Restate the full set of records exactly, word for word.

▼

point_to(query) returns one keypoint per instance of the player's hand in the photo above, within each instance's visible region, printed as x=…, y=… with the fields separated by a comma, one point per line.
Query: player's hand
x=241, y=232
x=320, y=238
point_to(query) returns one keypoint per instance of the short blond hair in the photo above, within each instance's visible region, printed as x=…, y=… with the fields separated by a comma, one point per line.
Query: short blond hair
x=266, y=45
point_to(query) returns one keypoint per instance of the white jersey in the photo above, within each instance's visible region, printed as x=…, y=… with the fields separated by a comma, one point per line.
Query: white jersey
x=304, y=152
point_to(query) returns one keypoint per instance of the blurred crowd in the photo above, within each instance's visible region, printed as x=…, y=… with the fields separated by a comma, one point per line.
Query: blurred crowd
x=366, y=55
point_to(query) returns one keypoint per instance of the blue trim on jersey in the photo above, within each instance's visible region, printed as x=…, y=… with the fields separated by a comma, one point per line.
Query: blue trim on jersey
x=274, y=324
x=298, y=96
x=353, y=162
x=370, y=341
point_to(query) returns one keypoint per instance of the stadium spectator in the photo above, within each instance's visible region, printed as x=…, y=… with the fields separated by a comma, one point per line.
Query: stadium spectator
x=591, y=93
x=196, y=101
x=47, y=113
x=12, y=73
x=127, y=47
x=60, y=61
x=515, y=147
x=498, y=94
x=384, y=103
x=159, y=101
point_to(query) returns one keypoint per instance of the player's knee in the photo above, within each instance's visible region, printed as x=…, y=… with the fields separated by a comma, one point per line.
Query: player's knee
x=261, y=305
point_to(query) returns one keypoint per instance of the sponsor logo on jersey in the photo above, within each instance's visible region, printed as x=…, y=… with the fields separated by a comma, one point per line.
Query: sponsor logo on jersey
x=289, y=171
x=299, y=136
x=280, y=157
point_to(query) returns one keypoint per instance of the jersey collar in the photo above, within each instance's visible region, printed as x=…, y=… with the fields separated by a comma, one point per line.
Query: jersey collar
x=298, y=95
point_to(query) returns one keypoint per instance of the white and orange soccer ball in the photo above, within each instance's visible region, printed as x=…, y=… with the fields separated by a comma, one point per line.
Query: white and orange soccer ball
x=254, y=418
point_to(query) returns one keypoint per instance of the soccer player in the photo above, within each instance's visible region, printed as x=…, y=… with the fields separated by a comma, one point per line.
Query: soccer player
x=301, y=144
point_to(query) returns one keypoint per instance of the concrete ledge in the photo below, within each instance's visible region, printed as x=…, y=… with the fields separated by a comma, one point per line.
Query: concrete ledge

▲

### Output of the exercise:
point_to(query) returns one keypoint per instance of the player's hand in the photo above, within each instance's visible region, printed as x=…, y=… with the fields separated by a comma, one point per line.
Query: player's hand
x=241, y=232
x=320, y=238
point_to(query) returns one keypoint per instance of the short blond hair in the photo above, within each instance's visible region, printed as x=…, y=… with the fields separated by a comma, one point per line.
Query: short blond hair
x=266, y=45
point_to(query) returns one keypoint per instance of the white jersey in the photo above, within each instance's visible region, printed as x=…, y=… with the fields separated by a comma, one point per line.
Query: white jersey
x=304, y=152
point_to(query) returns one keypoint per instance of the blurred crowd in the photo above, within each instance's visible region, printed as x=…, y=… with the fields separated by a comma, one point per line.
Query: blurred crowd
x=366, y=55
point_to(query) returns one keypoint per instance of the blue trim on jersey in the photo above, within each instance's visible region, printed as x=…, y=… with the fields separated by a comma, one point per line.
Query: blue trim on jersey
x=274, y=324
x=298, y=96
x=353, y=162
x=370, y=341
point_to(query) returns one keypoint per instance of the stadium spectator in the photo above, within each instance's visible region, printed as x=…, y=… with the fields separated by a comma, one point per line.
Query: stadium spectator
x=591, y=93
x=196, y=101
x=47, y=113
x=12, y=73
x=127, y=47
x=60, y=61
x=515, y=147
x=498, y=94
x=384, y=103
x=159, y=101
point_to(query) returns one keypoint per instance of the player's knee in the photo above, within each instance's visible region, printed as x=…, y=… with the fields separated by a comma, one point per line.
Query: player's knee
x=261, y=305
point_to(query) returns one keypoint per instance of the sponsor logo on jersey in the photo above, within each instance's visible region, printed as x=…, y=… with the fields separated by a comma, one point per line.
Query: sponsor logo on jersey
x=289, y=171
x=299, y=136
x=280, y=157
point_to(query) returns one keypoint per instance of the jersey collar in the photo above, within each instance's visible region, printed as x=…, y=… with the fields separated by a comma, one point per line.
Query: jersey collar
x=298, y=95
point_to(query) returns one keypoint per instance of the white and orange soccer ball in the photo above, within each instance's visible region, printed as x=…, y=… with the fields separated by a comma, one point per line.
Query: white and orange soccer ball
x=254, y=418
point_to(query) returns one keypoint per instance of the soccer player in the photo above, within each instance's visible region, printed as x=…, y=… with the fields separated by a comma, one point per line.
Query: soccer player
x=301, y=144
point_to(query) returns one keypoint per instance of the concrete ledge in the photo below, within each instance's visible region, printed as x=…, y=… with the fields separated by a comma, one point per line.
Query: concrete ledge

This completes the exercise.